# [TO DO]
Lines from the one containing "Indicate the men" through the end of the data are to be returned exactly, and no others.

# [RECORDS FOR THIS TASK]
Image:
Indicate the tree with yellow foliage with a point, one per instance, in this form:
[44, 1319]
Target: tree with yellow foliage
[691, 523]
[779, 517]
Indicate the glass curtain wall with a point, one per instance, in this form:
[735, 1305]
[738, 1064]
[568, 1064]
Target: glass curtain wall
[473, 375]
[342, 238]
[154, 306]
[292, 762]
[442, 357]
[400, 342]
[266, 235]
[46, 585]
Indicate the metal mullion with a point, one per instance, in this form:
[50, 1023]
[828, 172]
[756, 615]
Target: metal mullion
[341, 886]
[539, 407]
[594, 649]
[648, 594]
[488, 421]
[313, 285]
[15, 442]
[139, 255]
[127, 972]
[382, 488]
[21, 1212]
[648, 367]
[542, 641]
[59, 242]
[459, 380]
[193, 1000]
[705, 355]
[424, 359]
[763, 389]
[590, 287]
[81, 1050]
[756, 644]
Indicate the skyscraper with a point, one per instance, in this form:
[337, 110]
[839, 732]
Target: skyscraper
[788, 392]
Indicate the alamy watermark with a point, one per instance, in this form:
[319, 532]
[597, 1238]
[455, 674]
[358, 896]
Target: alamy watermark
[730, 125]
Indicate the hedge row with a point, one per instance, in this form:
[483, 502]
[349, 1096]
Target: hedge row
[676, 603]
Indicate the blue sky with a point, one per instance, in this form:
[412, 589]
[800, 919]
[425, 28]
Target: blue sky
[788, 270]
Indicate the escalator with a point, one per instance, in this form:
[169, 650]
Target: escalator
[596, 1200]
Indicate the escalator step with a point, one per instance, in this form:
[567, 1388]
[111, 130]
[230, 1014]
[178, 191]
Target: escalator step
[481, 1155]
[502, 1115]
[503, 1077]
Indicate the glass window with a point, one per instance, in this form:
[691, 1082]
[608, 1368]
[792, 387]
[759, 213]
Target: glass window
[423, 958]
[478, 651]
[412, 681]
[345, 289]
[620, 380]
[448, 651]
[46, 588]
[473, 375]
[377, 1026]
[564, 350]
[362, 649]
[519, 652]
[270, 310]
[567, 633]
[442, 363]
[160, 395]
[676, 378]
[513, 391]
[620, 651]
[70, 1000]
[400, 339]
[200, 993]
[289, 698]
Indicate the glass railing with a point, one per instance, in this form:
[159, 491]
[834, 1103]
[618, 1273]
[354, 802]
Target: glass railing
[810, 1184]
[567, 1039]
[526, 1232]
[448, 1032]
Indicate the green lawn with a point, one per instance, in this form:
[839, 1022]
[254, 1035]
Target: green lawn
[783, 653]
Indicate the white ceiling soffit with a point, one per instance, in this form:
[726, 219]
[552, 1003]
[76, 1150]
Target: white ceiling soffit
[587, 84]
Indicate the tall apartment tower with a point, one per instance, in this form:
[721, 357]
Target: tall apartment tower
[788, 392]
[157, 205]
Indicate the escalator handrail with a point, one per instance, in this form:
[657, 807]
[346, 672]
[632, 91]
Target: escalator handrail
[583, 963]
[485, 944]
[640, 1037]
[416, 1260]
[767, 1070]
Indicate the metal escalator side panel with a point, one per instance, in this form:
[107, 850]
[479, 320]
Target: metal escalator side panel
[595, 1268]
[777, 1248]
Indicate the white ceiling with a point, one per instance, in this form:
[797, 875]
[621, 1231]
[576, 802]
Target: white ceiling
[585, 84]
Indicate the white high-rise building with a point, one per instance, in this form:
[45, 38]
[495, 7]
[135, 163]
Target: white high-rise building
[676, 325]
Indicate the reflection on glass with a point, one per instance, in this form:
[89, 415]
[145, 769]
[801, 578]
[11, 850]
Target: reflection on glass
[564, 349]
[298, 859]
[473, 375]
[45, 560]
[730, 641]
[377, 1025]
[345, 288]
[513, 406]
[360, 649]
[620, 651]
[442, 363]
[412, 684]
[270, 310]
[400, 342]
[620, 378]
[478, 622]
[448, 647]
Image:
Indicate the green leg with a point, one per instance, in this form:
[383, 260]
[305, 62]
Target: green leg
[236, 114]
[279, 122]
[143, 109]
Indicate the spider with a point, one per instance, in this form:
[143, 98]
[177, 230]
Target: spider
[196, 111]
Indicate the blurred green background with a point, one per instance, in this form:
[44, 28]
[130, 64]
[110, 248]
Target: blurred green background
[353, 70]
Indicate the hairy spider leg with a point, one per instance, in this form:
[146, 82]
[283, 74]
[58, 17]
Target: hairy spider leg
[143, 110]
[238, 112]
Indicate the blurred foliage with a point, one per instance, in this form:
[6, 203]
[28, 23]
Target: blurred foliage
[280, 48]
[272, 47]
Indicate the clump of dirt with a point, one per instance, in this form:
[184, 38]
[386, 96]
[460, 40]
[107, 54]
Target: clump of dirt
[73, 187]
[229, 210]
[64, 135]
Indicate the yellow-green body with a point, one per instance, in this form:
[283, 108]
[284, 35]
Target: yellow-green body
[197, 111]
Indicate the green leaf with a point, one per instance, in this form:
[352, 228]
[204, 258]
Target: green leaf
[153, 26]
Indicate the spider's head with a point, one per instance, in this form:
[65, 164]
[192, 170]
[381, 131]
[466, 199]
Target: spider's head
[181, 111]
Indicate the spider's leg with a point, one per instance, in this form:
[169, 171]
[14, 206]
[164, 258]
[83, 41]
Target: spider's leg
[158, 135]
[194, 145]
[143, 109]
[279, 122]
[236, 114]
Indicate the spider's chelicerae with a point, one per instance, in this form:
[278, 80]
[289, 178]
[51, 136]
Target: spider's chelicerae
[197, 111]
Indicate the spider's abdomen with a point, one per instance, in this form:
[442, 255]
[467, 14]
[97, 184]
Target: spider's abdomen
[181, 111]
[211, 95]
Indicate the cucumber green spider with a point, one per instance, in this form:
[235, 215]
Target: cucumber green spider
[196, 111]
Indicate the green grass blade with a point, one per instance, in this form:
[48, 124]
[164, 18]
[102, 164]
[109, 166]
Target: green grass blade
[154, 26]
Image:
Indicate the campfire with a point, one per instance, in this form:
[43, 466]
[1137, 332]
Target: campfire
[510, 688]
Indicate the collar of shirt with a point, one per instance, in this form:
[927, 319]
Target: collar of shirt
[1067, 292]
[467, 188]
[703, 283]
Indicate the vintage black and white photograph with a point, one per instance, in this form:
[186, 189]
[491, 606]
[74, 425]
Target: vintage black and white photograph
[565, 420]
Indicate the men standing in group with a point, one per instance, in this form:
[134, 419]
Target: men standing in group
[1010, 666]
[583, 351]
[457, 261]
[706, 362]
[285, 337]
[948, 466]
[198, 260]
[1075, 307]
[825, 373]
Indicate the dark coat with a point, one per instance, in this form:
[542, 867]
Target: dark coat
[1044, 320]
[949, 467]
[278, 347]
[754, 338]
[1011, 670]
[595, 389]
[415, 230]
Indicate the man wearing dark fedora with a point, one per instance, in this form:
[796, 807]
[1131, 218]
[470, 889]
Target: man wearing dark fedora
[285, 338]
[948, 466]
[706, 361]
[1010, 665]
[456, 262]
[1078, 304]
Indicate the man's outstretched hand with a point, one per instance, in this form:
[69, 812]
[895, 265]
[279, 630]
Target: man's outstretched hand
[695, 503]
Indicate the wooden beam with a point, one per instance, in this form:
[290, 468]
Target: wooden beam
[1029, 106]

# [RESULT FOR THIS TASK]
Indicate the men standing in group with a point, one per instance, in this form:
[134, 419]
Target: men standing in group
[1010, 666]
[583, 351]
[457, 261]
[706, 362]
[285, 337]
[948, 466]
[198, 260]
[1075, 307]
[825, 373]
Indicate the dark coat with a point, one per instance, in this form:
[542, 867]
Target: dark coat
[1044, 320]
[949, 467]
[278, 347]
[754, 338]
[1011, 670]
[595, 389]
[415, 230]
Indicate the man wearing dark fedora with a point, one per instance, in this form:
[796, 807]
[1131, 218]
[470, 889]
Target: man wearing dark fedora
[285, 338]
[948, 466]
[706, 361]
[1010, 665]
[456, 262]
[1078, 304]
Indicate the man's outstretched hand with a point, one per instance, in this form:
[69, 812]
[895, 265]
[279, 630]
Target: man's outstretched hand
[695, 503]
Indicate the wooden beam with a point, one per instance, in this form:
[290, 468]
Target: wooden beam
[1029, 106]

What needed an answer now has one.